## Work to be completed
What is expected is a word-for-word copy of all the entries.

*** Opening Task material ***

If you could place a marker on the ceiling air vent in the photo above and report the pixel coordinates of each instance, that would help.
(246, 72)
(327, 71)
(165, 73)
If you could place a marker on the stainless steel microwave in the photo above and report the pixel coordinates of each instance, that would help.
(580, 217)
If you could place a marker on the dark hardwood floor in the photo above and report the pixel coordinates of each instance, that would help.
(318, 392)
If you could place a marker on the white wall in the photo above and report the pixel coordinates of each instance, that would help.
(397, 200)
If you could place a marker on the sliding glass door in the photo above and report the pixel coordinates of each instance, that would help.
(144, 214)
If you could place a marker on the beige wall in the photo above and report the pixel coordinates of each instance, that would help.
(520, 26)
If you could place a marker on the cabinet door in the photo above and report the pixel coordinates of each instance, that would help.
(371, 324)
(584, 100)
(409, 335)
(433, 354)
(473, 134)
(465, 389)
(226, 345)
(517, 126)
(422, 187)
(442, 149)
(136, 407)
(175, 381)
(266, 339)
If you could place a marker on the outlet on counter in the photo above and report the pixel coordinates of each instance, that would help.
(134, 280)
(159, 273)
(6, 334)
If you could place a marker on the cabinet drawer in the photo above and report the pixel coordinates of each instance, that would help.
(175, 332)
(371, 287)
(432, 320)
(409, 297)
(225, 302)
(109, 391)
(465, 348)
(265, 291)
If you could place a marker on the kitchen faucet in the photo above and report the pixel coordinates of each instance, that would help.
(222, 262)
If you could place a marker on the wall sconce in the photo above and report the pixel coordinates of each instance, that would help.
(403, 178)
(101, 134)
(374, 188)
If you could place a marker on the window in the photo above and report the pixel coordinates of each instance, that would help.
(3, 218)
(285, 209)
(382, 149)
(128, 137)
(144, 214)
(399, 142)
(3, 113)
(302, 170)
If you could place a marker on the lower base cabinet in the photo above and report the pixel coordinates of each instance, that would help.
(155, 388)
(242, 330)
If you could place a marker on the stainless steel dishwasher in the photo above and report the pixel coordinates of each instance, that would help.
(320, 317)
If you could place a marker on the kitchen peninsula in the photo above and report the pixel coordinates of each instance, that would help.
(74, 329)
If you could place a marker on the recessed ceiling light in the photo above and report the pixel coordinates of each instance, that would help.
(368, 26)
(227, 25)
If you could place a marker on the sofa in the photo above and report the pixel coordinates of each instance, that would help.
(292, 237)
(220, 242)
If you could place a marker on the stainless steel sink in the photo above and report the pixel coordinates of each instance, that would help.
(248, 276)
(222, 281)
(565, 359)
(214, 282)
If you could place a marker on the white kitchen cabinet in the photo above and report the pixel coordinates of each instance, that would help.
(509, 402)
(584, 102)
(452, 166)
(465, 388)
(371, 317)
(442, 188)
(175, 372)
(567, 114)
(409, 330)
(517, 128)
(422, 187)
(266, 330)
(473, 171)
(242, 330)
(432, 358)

*** Closing Task material ***

## Reply
If you could place a marker on the ceiling air vent in the photo above and report the pixel coordinates of each instance, that would help.
(246, 72)
(327, 71)
(165, 73)
If you could place a marker on the stainless steel microwave in the photo above and report the pixel coordinates of each instance, that would help.
(580, 217)
If you could place a marker on the dark hardwood floor in the photo above and report the pixel coordinates of each instance, that would help.
(318, 392)
If you could place a marker on the white wall in the photo above and report the pixel coordinates of each instance, that would help.
(397, 200)
If you could place a marker on the sliding glass door in the photo above and report the pixel coordinates of each instance, that would help.
(144, 214)
If you could place a marker on the beige wall in the photo above and report the pixel coordinates of each instance, that would help.
(520, 26)
If you could place a marker on the cabinet door in the photo above and report the pixel coordinates of each instance, that would help.
(371, 324)
(584, 100)
(409, 335)
(433, 354)
(473, 134)
(465, 389)
(226, 345)
(517, 126)
(422, 187)
(442, 149)
(136, 407)
(175, 381)
(266, 339)
If you could place a marker on the outlet on counter in the photo above and report the pixel coordinates of each instance, that would help.
(134, 280)
(159, 273)
(6, 334)
If you could place a marker on the cabinet drawer in the photo above and report the pixel coordinates of each instance, that would help.
(175, 332)
(371, 287)
(432, 320)
(409, 297)
(225, 302)
(109, 391)
(465, 348)
(265, 291)
If you could place a marker on the kitchen faucet in the photo above and report the pixel coordinates of each instance, that would help.
(222, 262)
If you could place a marker on the wall sconce in the photo above and report the pixel coordinates of each instance, that would help.
(403, 178)
(101, 134)
(374, 188)
If you could place a marker on the window in the photo above and report the pixel coordinates of each instance, that would help.
(3, 218)
(285, 209)
(382, 149)
(128, 137)
(144, 214)
(399, 142)
(3, 113)
(302, 170)
If you could place a marker on the lower base cabinet in the photo above and report the pixel coordinates of each instance, that would help.
(155, 388)
(242, 330)
If you could place a marker on the stainless steel dishwasher in the photo above and report the pixel coordinates of each instance, that would help.
(320, 317)
If you could place a marker on the kitchen peninsula in the photo above and report the pixel coordinates of each instance, that would help.
(74, 329)
If you could place a marker on the recessed ceiling light in the photo above and report the pixel coordinates of each instance, that would help.
(368, 26)
(227, 25)
If you could place a marker on the sofa in the photo above and report the pixel coordinates of each instance, that would help.
(292, 237)
(220, 242)
If you could place a marker on the stainless steel sink in the photo above and report the pixel coordinates of each instance, that would help.
(248, 276)
(222, 281)
(565, 359)
(214, 282)
If you could place a marker on the white kitchen cabinet in the photo above and report the pixel coordinates of each instance, that would help.
(509, 402)
(584, 102)
(452, 166)
(465, 388)
(371, 317)
(442, 188)
(175, 372)
(567, 114)
(409, 330)
(517, 128)
(422, 187)
(266, 330)
(473, 171)
(242, 330)
(432, 358)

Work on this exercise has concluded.